*Goal*
Pull out every line of the records that contains the word "headset".

*Records shown*

##########

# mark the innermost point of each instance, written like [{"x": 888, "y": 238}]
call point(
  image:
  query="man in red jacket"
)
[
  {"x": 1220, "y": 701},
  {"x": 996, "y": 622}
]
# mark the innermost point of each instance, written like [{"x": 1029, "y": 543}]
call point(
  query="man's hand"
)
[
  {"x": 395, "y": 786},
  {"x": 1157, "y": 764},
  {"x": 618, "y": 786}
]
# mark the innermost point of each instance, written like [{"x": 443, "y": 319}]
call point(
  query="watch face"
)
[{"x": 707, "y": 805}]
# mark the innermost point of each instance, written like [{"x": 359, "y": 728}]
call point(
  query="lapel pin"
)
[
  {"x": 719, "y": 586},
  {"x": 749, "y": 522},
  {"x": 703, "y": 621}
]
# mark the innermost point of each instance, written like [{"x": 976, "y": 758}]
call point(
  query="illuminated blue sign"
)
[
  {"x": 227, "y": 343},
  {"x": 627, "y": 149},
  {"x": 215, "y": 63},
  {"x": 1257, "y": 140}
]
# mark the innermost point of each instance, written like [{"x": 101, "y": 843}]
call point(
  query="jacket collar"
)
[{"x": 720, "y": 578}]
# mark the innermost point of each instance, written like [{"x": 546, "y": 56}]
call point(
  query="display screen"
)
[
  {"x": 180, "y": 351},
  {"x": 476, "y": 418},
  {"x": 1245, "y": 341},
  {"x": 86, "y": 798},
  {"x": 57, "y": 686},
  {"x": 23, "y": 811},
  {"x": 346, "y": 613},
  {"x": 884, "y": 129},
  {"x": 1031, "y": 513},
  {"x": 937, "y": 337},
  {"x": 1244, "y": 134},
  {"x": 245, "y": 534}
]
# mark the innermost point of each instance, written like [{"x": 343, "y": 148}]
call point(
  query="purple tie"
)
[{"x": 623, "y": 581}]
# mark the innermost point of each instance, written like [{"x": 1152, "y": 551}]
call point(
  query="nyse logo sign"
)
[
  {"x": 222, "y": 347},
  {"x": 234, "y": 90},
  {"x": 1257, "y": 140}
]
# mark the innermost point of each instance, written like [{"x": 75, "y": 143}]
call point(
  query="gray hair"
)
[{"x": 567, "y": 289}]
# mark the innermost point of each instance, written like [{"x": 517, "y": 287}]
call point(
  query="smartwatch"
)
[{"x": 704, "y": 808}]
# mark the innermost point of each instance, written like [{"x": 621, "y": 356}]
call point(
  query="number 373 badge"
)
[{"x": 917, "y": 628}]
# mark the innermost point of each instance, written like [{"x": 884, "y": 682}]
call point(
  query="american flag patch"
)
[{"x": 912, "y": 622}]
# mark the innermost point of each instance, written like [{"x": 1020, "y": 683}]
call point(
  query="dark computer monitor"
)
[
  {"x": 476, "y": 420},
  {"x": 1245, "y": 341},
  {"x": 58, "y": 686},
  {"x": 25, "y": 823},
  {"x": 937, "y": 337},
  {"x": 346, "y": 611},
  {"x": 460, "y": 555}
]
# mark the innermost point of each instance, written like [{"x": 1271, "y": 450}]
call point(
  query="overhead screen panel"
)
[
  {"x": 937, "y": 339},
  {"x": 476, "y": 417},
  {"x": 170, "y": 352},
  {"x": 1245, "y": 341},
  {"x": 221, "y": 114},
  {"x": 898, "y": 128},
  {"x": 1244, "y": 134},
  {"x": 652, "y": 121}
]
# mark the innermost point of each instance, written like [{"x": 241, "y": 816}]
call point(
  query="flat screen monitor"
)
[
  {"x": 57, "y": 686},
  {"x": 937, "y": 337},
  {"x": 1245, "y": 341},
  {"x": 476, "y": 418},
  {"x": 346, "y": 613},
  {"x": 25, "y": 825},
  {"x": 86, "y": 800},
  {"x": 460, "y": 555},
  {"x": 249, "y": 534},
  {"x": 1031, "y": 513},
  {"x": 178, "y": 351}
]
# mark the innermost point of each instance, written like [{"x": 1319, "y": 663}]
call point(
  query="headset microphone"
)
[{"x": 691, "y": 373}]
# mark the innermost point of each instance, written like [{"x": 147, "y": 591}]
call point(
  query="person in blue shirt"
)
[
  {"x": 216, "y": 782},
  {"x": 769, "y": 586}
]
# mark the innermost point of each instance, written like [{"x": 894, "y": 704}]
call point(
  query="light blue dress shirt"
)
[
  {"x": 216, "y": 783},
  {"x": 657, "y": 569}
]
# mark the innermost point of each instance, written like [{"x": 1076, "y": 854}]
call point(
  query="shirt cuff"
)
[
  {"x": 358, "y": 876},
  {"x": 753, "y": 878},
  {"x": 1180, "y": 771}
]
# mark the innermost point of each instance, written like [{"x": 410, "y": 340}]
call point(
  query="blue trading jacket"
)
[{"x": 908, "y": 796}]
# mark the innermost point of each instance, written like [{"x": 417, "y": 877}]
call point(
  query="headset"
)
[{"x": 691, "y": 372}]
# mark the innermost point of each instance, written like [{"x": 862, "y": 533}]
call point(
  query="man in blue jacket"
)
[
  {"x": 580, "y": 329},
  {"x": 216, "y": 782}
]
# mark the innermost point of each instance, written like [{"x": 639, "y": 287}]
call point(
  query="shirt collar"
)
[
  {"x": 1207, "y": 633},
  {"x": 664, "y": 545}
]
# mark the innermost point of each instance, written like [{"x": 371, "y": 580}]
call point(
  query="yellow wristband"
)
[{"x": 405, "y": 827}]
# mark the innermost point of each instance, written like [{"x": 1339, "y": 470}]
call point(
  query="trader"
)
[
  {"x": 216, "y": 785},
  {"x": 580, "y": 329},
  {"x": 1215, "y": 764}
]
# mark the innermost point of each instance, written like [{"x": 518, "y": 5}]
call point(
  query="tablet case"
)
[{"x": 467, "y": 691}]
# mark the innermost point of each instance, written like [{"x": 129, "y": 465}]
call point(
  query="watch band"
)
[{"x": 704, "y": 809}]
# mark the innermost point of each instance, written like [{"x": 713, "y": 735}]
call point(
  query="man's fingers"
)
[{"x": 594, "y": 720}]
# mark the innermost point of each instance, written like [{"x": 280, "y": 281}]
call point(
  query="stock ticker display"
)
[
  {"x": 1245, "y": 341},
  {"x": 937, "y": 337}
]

##########

*The reply*
  query="headset microphone"
  query="headset"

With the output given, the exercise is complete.